● What to do:
**a.** Using the grate cooler passage below, decide whether each statement agrees with it. Answer yes or no for each, and quote the deciding words of the passage exactly.
(i) The tension strands may be made of plate-springs that flex only in the direction of transport.
(ii) The hollow extensions on the lower housing are inclined downward.
(iii) FIG. 3 depicts a prior art construction.
**b.** Render this sentence from the grate cooler passage below in Spanish: "Any variation of the length of the tension strands by thermal expansion will thus be excluded."
**c.** Carry on the grate cooler passage below, picking up after its final sentence.

According to a preferred embodiment of the invention, the tension strands may be made of unilaterally flexible plate-springs, so that the strands will be flexible in the direction of transport, only, whereas they are firmly fixed with regard to the transverse beams against any motion perpendicular to the direction of flexibility. The forces resulting from the rigidity of the frame constituted by said plate-springs and the transverse beam add to the centering forces caused by any inclination of the tension strands and the operating weight of the mobile frame. With such strong lateral guidance of the mobile frame even a hydraulic drive with only one cylinder under load will be applicable and considered admissable.
According to another advantageous embodiment of the invention, there may be provided upwardly inclined, airtight hollow extensions arranged on the lower housing, which extensions will enclose the tension strands. Even though the lower housing may appear to be somewhat strange in shape, this is rather expedient, since, according to yet a further embodiment, these extensions of the lower housing may serve as ducts for the supply of the cooling medium to the lower housing. Thanks to this arrangement some of the normally used fans may be relocated to the burner platform usually extending above the grate cooler. The benefits of this solution with respect to the object of the invention lie in improving the temperature control of the tension strands, as the cooling medium will be of sufficiently constant temperature. Any variation of the length of the tension strands by thermal expansion will thus be excluded. In view of the total length of the tension strands, which is needed to enable wide circles for practically flat strokes, said thermal expansion would otherwise be intolerable.
BRIEF DESCRIPTION OF THE DRAWINGS
Other and further objects of the present invention will be apparent from the following description and claims and are illustrated in the accompanying drawings, which by way of illustration schematically show preferred embodiments of the present invention and the principles thereof and what now are considered to be the best modes contemplated for applying these principles. Other embodiments of the invention embodying the same or equivalent principles may be used and structural changes may be made as desired by those skilled in the art without departing from the present invention and the scope of the appended claims. In the drawings
FIG. 1 shows a cross section through part of a prior art grate cooler;
FIG. 2 shows a cross section through part of another prior art construction grate cooler;
FIG. 3 shows a cross section through part of a grate cooler embodying the present invention; and
FIG. 4 shows a detail IV of FIG. 1 to 3 in an enlarged scale.

● Extracted material:
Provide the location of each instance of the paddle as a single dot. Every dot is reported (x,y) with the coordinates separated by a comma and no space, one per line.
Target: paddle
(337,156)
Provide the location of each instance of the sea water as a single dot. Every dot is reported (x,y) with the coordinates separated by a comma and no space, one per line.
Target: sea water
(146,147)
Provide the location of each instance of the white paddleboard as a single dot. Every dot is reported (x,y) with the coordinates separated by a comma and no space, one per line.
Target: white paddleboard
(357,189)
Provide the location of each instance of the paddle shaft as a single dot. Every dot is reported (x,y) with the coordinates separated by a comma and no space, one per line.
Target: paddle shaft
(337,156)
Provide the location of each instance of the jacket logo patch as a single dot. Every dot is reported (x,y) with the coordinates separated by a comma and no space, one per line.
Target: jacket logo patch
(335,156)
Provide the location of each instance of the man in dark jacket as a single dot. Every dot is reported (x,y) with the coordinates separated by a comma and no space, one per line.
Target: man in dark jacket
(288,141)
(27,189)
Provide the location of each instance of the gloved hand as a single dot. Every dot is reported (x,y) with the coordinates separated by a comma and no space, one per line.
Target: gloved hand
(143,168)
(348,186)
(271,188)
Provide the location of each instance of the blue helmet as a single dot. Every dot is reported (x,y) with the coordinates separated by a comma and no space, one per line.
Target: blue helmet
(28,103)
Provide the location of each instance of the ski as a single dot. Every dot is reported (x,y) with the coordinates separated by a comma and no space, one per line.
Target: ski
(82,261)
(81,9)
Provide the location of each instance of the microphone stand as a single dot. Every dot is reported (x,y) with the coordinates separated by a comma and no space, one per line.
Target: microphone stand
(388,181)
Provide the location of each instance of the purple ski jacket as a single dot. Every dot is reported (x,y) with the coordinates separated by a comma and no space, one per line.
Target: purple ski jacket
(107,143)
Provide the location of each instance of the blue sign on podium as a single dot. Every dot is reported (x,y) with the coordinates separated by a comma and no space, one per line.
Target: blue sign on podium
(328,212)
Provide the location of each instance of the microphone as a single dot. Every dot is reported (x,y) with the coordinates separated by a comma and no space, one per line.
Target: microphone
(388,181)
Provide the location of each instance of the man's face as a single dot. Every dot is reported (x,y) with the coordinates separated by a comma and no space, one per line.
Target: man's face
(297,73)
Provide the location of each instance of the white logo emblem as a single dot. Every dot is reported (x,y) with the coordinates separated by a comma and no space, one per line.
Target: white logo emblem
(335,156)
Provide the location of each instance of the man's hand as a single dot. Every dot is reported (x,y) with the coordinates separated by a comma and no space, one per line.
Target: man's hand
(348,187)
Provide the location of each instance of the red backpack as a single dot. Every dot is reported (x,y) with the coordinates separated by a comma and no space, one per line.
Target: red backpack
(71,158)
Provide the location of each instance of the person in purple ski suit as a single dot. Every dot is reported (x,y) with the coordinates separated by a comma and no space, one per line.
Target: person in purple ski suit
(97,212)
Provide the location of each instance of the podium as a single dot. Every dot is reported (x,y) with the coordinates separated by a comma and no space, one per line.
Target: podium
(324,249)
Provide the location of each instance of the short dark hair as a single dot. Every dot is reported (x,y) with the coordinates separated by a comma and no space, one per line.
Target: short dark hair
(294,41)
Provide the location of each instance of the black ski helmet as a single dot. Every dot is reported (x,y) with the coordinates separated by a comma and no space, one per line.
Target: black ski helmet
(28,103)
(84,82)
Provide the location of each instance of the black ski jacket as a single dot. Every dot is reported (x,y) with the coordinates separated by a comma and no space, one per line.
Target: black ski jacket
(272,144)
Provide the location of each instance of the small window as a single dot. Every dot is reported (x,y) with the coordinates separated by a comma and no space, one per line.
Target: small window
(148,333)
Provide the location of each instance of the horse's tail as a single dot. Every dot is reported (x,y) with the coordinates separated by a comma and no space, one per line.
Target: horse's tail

● Task-by-task outputs:
**a.**
(i) Yes: "the tension strands may be made of unilaterally flexible plate-springs, so that the strands will be flexible in the direction of transport, only"
(ii) No: "upwardly inclined, airtight hollow extensions arranged on the lower housing"
(iii) No: "FIG. 3 shows a cross section through part of a grate cooler embodying the present invention"

**b.** De este modo, quedará excluida cualquier variación de la longitud de los tirantes de tensión debida a la dilatación térmica.

**c.**
DETAILED DESCRIPTION OF THE PREFERRED EMBODIMENTS
The cross-sectional view of a prior art type grate cooler of FIG. 1 shows an upper grate housing extending between the surface of grate plates 12 and a refractory lining 10, and a lower grate housing extending between side walls provided with supports 11 up to the bottom of grate plates 12 and up to the bottom of mobile beams 1, respectively. For the sake of simplicity, the roof of the upper housing as well as the bottom or floor of the lower housing, which may be located beyond the area covered by the invention, have been omitted from the representation of the grate cooler in the drawings.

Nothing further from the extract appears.